» **INSTRUCTIONS TO FOLLOW**:
Would you repeat the listing exactly but omit every picture?

» **INPUT**:
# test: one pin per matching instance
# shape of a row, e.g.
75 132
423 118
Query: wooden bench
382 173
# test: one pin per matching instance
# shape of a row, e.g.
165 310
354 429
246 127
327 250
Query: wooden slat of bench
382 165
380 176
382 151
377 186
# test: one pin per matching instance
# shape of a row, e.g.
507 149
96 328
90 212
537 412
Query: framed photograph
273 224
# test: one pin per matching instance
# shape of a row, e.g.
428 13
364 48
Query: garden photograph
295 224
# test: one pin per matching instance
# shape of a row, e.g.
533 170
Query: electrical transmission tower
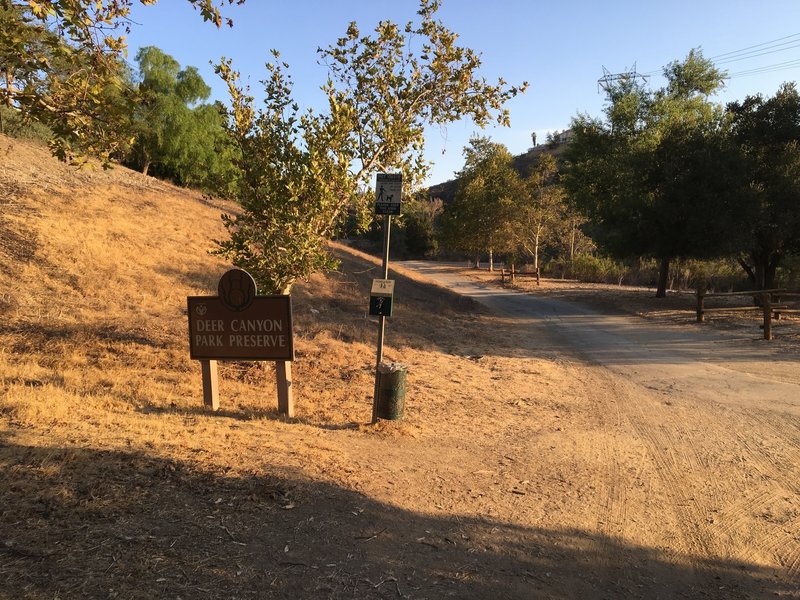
608 79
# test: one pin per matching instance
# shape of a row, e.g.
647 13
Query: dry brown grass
104 439
116 483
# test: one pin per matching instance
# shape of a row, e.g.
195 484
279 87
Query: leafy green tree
651 175
767 134
301 173
479 217
418 226
62 62
540 208
182 140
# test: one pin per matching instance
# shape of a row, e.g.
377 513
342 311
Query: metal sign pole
387 225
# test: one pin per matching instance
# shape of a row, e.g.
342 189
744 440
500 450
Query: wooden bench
512 274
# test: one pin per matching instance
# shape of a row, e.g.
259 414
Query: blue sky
560 47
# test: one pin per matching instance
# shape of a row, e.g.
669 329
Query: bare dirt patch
519 471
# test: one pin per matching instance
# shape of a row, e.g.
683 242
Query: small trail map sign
388 190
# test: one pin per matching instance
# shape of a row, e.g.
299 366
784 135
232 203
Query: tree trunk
9 88
663 277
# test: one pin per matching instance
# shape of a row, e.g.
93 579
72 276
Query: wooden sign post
238 324
388 194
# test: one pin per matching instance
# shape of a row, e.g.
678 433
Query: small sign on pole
388 191
380 297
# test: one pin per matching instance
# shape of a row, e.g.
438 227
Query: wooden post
210 384
283 371
700 308
387 228
767 316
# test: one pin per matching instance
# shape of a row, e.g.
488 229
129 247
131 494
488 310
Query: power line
794 35
756 50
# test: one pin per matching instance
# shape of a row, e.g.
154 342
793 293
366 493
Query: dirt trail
690 443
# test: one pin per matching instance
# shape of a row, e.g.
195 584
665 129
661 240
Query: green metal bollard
391 390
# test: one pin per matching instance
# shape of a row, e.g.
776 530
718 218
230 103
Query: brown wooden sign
260 329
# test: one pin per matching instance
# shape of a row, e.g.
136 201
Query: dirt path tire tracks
721 476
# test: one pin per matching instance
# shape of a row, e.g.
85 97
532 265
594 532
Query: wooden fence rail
512 274
772 305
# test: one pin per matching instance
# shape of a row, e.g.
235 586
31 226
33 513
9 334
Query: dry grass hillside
115 482
515 473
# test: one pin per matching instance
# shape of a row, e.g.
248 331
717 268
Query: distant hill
523 163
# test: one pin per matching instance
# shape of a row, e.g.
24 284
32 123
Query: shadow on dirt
81 523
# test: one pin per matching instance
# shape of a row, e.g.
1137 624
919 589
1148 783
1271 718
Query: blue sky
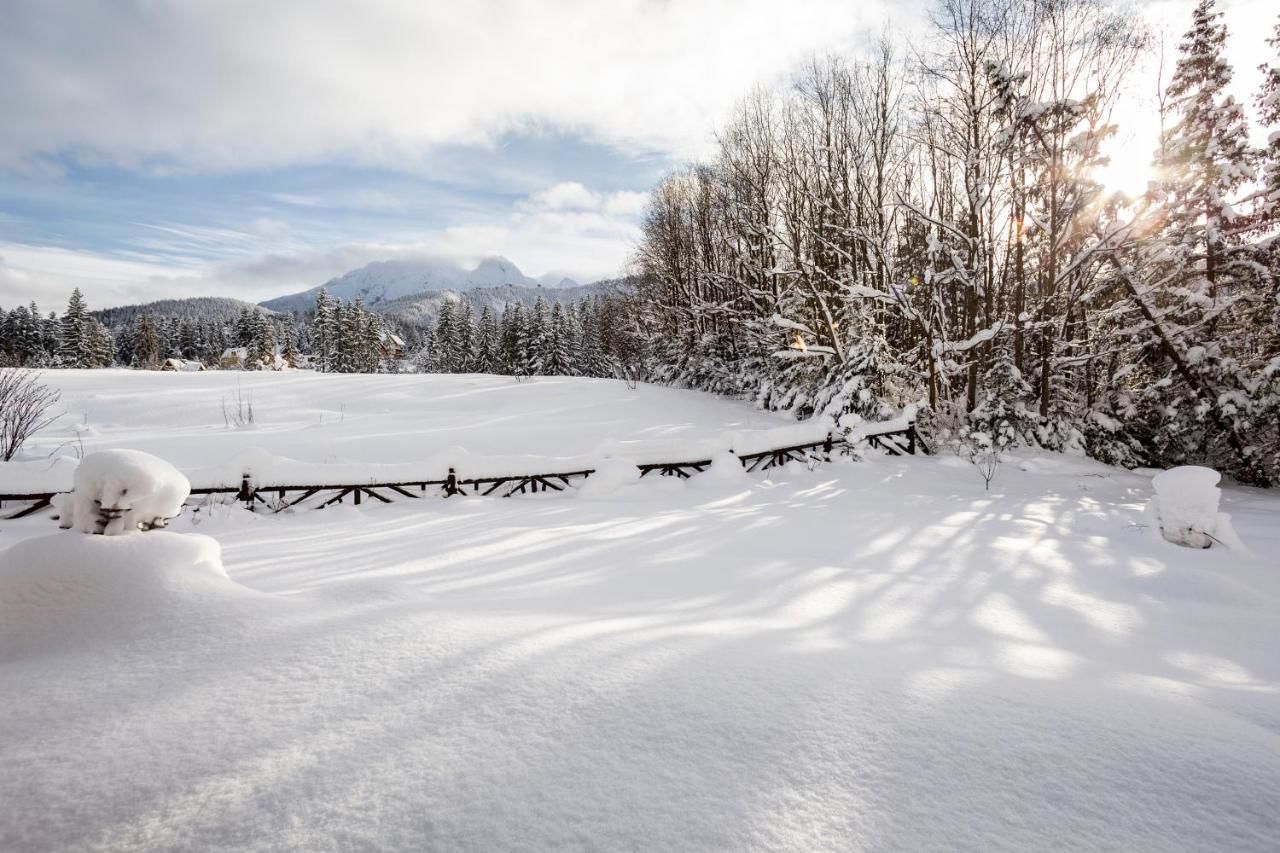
159 147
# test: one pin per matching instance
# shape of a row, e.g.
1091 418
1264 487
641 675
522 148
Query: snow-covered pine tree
261 343
101 345
74 347
539 337
1202 163
466 338
488 343
557 360
324 332
447 346
146 343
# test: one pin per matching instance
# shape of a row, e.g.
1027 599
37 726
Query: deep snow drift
406 425
868 656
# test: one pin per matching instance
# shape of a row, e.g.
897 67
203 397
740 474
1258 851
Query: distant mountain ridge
383 282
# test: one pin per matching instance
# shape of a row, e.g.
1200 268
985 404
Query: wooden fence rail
277 498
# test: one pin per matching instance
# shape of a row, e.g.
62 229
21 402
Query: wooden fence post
246 493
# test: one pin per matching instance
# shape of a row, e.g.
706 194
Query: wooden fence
277 498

» **ANSWER TO THIS TASK**:
# test: one pin per matching instance
# shape of a row, e.g.
75 132
423 118
Query: wooden bench
382 173
# test: one pin per matching instance
# shape of a row, e.g.
165 310
354 429
246 127
327 250
Query: wooden slat of bench
382 165
380 176
382 151
377 186
# test: one pin per matching instance
# shape of a row, e.g.
507 149
96 328
90 212
537 412
Query: framed photograph
273 224
# test: one pin per matching instance
# shape of a row, e.g.
428 13
364 48
Query: garden photograph
295 224
# test: one pin per matching instance
# shape of a row, e.g.
533 170
Query: electrical transmission tower
608 79
# test: one pin per matching instance
# shape of a row, e.g.
647 13
Query: dry brown grass
104 439
116 483
# test: one pin per matching instance
# shape of a row, e.g.
195 484
279 87
Query: leafy green tree
651 175
767 134
301 173
479 217
418 226
62 62
540 208
182 140
# test: one pin per matching instance
# shape of a row, e.g.
377 513
342 311
Query: metal sign pole
387 225
# test: one pin per matching instance
# shape of a row, e.g.
342 189
744 440
500 450
Query: wooden bench
512 274
# test: one pin per matching instance
# shape of a row, e.g.
259 414
Query: blue sky
560 47
# test: one pin per matching instance
# shape of a row, e.g.
669 329
Query: bare dirt patch
519 471
# test: one pin per matching instance
# shape of a row, e.g.
683 242
Query: small trail map sign
388 190
# test: one pin per matching instance
# shape of a row, e.g.
299 366
784 135
232 203
Query: tree trunk
9 88
663 277
# test: one pin per matching instance
# shape of a row, e.g.
93 579
72 276
Query: wooden sign post
238 324
388 194
# test: one pin per matching instance
# shape of a row, e.g.
678 433
Query: small sign on pole
388 191
380 297
# test: one pin per matching instance
# shape of a row, e.g.
438 227
Query: wooden post
210 384
283 371
700 308
387 228
767 316
# test: one pin per matching instance
# shape of a row, e.g.
488 229
129 247
131 494
488 310
Query: power line
794 35
756 50
# test: one pin per matching instance
# shape of a row, e.g.
154 342
793 293
366 493
Query: dirt trail
690 443
# test: one pin per matching instance
# shape of a row, e.g.
195 584
665 129
661 240
Query: green metal bollard
391 390
# test: one pin per matching instance
# shape of a row, e.g.
776 530
718 218
230 103
Query: brown wooden sign
260 329
# test: one pin per matching instance
# shape of a row, e.g.
136 201
Query: dirt path tire tracks
721 476
# test: one pin per matching instance
# shape of a row, e.g.
85 97
532 265
594 532
Query: wooden fence rail
512 274
772 305
# test: one pin per matching instance
# shape of a row, e.g.
235 586
31 226
33 513
9 334
Query: dry grass hillside
115 482
515 473
# test: one pin per matching instance
# shape of a row, e.g.
248 331
717 268
Query: distant hill
523 163
# test: one pin per matching instance
# shape of a row, e.g.
24 284
32 123
Query: shadow on dirt
81 523
# test: one pin per matching instance
# shape of a row, e.g.
1137 624
919 589
1148 783
1271 718
Query: blue sky
159 147
# test: one pin per matching instance
# shape of a row, e.g.
1091 418
1264 487
641 675
522 148
Query: snow-covered pine tree
261 343
101 345
74 347
539 337
1202 163
466 338
488 343
557 360
324 332
447 346
146 343
# test: one pin per matching instance
# shape of a row, e.g.
1027 599
37 726
Query: deep snow drift
406 425
868 656
# test: one pin per matching instance
# shape of a row, e.g.
897 67
203 397
740 474
1258 851
Query: distant mountain ridge
383 282
# test: one pin per matching instance
# shape of a row, e.g.
1200 268
985 404
Query: wooden fence rail
277 498
# test: one pin per matching instance
# shape of a row, e.g.
62 229
21 402
Query: wooden fence post
246 493
# test: one pin per matching instance
# shape of a row, e.g.
706 194
Query: wooden fence
277 498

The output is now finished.